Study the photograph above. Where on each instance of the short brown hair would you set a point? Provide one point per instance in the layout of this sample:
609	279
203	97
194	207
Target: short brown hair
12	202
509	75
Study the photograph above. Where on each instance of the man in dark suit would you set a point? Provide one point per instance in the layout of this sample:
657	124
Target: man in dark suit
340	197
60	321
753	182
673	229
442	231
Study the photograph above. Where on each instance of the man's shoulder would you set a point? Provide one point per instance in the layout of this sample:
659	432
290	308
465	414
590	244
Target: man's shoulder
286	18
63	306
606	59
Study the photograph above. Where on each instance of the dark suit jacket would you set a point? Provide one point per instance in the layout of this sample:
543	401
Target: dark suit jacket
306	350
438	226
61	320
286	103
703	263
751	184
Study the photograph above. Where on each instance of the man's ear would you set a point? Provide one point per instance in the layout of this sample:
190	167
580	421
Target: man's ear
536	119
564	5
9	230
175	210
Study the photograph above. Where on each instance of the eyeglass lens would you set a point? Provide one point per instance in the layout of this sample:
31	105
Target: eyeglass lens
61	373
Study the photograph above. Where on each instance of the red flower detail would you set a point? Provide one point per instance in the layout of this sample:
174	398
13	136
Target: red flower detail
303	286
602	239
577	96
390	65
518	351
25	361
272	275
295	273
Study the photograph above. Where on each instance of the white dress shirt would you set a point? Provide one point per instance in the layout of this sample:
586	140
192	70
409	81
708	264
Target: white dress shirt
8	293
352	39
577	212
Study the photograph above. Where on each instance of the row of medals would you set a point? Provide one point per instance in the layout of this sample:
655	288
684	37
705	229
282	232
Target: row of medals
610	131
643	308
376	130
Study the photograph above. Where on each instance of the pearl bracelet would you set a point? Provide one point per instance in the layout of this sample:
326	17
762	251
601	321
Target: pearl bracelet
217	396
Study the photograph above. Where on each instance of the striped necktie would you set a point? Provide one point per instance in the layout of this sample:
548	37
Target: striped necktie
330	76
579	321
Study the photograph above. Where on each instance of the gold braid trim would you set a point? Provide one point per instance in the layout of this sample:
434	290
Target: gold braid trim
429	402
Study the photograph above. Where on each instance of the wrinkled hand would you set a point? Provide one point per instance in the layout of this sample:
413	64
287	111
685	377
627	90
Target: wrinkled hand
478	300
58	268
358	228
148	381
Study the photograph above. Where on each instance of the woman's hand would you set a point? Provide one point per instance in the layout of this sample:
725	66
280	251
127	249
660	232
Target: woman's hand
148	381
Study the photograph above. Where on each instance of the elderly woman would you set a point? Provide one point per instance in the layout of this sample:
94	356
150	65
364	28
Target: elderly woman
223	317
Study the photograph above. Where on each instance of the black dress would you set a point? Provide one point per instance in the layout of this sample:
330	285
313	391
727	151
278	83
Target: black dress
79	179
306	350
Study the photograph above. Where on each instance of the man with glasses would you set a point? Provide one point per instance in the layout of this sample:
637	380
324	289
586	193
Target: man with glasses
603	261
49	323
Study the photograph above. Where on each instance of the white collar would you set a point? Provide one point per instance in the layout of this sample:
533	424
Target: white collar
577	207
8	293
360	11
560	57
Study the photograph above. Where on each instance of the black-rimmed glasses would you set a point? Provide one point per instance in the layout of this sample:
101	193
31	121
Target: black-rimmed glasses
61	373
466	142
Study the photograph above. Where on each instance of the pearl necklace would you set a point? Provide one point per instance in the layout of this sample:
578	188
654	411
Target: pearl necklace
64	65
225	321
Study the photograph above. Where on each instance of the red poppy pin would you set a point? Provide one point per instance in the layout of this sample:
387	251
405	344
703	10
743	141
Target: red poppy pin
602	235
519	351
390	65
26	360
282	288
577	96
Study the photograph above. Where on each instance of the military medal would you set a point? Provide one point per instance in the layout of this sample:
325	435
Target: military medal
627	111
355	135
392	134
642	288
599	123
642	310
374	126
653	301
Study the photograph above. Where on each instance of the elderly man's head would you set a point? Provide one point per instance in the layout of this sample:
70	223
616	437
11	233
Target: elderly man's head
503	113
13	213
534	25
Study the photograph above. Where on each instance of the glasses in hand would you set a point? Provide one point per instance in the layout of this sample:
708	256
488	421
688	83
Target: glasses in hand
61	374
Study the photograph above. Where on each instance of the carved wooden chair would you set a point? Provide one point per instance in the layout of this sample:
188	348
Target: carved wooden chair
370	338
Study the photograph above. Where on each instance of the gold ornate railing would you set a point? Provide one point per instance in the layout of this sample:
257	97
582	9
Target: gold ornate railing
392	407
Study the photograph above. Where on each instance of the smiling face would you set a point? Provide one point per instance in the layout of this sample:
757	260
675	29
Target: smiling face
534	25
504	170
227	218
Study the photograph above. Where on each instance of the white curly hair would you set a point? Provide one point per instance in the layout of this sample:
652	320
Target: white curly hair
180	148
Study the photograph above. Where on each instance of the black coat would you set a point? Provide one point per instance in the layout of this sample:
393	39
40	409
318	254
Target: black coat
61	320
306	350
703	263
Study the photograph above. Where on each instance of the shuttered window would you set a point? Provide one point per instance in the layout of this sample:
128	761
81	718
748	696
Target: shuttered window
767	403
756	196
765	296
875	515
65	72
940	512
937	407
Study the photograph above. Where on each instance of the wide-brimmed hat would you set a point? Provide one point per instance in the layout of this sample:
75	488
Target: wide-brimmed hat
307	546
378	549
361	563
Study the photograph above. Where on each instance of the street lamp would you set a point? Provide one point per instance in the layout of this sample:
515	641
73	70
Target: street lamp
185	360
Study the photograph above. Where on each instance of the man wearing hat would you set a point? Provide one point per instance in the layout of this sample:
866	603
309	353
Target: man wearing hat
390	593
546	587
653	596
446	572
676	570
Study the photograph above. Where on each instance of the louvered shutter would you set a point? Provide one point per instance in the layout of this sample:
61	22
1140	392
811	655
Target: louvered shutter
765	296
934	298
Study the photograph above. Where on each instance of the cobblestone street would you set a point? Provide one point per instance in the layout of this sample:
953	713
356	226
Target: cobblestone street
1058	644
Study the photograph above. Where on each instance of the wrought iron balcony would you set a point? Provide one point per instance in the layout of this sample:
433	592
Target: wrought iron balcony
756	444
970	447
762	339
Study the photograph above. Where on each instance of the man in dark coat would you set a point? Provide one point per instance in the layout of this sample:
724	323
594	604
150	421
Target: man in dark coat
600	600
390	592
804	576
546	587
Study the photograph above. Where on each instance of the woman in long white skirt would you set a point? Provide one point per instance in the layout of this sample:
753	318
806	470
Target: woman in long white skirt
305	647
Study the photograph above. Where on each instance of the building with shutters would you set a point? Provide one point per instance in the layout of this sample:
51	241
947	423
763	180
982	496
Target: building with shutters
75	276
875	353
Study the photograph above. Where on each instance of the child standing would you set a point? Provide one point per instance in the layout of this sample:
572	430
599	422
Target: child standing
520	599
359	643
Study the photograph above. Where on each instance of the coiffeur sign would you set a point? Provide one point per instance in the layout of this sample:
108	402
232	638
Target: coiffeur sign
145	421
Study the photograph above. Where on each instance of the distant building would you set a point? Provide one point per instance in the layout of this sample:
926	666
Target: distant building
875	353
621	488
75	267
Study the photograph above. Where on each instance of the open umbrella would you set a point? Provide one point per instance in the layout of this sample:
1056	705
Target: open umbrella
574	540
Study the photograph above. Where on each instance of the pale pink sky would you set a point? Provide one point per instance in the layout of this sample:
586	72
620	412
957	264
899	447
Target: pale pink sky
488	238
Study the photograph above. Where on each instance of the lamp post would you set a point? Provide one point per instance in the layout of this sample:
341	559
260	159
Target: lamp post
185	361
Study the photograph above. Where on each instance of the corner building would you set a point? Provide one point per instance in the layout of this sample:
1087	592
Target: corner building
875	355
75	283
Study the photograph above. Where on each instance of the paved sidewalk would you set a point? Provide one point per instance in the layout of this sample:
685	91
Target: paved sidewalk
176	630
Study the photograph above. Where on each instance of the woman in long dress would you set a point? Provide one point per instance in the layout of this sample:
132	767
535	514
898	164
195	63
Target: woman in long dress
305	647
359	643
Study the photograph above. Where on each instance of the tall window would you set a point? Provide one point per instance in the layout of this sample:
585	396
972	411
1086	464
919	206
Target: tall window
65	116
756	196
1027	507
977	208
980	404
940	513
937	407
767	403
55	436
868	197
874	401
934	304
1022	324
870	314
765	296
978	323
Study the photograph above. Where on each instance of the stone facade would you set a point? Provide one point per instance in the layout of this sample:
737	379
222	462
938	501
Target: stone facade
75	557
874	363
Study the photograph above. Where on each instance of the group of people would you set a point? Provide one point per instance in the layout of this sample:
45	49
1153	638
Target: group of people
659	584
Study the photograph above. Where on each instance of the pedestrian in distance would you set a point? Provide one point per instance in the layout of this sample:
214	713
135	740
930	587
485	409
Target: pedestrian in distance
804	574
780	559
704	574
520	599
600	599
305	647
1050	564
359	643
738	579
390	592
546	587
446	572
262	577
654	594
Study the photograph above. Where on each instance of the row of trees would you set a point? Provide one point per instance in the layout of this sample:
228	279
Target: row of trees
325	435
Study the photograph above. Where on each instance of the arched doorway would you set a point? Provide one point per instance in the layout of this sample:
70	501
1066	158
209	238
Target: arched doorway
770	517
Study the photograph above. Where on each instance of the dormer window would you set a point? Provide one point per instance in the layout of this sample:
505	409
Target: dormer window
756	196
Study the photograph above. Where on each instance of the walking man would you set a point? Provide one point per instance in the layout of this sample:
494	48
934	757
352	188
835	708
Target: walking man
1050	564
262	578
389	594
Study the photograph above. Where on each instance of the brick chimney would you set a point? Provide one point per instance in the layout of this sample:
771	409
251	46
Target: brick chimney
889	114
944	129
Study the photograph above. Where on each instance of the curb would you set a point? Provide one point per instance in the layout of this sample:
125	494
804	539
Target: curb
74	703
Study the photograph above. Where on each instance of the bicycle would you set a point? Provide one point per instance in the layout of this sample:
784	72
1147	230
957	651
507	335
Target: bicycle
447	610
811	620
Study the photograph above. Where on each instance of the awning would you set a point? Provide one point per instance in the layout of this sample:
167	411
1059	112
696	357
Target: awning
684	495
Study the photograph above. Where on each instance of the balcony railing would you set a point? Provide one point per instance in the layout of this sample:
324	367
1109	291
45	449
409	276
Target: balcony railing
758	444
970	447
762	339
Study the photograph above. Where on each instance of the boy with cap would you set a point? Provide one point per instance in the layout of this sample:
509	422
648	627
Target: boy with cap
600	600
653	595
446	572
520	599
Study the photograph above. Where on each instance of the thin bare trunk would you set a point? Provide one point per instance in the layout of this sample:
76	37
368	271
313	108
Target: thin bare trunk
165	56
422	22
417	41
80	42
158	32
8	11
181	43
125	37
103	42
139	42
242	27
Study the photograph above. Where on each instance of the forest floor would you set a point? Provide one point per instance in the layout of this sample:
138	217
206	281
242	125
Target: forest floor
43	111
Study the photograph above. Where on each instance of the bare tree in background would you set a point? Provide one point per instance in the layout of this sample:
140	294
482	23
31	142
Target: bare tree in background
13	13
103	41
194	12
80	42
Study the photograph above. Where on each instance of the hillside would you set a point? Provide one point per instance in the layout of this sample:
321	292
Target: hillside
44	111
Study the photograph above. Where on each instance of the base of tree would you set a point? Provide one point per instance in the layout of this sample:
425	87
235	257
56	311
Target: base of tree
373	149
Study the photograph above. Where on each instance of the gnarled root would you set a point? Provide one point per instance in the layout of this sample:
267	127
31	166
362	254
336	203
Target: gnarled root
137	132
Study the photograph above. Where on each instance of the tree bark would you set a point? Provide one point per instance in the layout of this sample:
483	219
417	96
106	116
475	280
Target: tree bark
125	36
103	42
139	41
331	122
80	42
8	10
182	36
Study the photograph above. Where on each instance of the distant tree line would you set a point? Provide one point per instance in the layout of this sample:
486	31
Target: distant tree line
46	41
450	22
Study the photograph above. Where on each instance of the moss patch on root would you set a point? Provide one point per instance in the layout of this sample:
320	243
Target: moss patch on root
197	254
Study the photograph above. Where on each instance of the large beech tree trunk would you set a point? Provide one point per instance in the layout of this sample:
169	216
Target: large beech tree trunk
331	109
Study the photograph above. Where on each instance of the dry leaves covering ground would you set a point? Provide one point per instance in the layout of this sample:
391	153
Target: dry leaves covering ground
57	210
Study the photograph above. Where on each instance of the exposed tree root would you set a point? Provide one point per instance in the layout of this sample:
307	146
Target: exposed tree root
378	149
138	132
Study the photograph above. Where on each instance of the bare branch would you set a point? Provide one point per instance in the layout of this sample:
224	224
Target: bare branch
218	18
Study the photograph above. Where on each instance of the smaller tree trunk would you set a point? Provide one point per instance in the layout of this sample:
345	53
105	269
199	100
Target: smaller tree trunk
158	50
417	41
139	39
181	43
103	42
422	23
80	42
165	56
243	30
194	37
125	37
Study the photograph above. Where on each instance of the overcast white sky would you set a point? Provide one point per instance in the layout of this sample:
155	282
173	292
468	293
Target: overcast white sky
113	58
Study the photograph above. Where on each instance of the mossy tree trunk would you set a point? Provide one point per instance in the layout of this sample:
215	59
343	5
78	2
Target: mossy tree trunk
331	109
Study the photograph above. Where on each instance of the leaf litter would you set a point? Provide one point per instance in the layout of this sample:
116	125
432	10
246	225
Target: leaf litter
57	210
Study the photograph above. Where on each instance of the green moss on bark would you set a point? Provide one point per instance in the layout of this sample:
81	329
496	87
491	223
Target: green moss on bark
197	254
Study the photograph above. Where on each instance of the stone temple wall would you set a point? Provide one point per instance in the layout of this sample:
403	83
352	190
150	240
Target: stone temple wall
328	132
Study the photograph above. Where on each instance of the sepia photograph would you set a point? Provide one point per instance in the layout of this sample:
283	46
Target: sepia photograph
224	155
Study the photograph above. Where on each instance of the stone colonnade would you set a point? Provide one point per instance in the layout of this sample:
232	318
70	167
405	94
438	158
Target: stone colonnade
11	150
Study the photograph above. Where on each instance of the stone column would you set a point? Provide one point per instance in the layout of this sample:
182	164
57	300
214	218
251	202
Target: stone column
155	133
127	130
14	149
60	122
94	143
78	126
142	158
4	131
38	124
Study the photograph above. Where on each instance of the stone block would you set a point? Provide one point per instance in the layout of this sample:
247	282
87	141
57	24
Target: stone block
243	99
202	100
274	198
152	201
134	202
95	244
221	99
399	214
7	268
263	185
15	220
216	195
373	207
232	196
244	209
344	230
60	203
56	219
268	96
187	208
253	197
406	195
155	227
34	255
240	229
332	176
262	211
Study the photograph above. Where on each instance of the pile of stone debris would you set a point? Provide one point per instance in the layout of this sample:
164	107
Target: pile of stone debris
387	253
══════
▶ Task objective
From the line that contains "the stone column" to the last line of the material above, repeat every line exactly, keeping both the first and the last.

▶ Result of the exercise
Study the photograph above. Where on each instance of the stone column would you set a point? Provide one point per instance in the layout of this sample:
182	164
57	300
214	218
251	202
Target: stone column
155	133
127	130
14	149
60	122
94	143
78	126
142	158
4	131
38	124
Study the photograph above. Where on each instance of the stone block would you set a point? Provide one point per instance in the layout of this sample:
247	282
87	141
57	24
Target: stone block
243	99
202	100
274	198
152	201
134	202
95	244
221	99
399	214
7	268
263	185
15	220
216	195
373	207
232	196
244	209
344	230
60	203
56	219
268	96
187	208
253	197
406	195
155	227
34	255
240	229
332	176
262	211
Study the photograph above. Where on each instance of the pile of stone debris would you set a point? Provide one point per instance in the layout of this sample:
164	107
Target: pile of stone debris
387	253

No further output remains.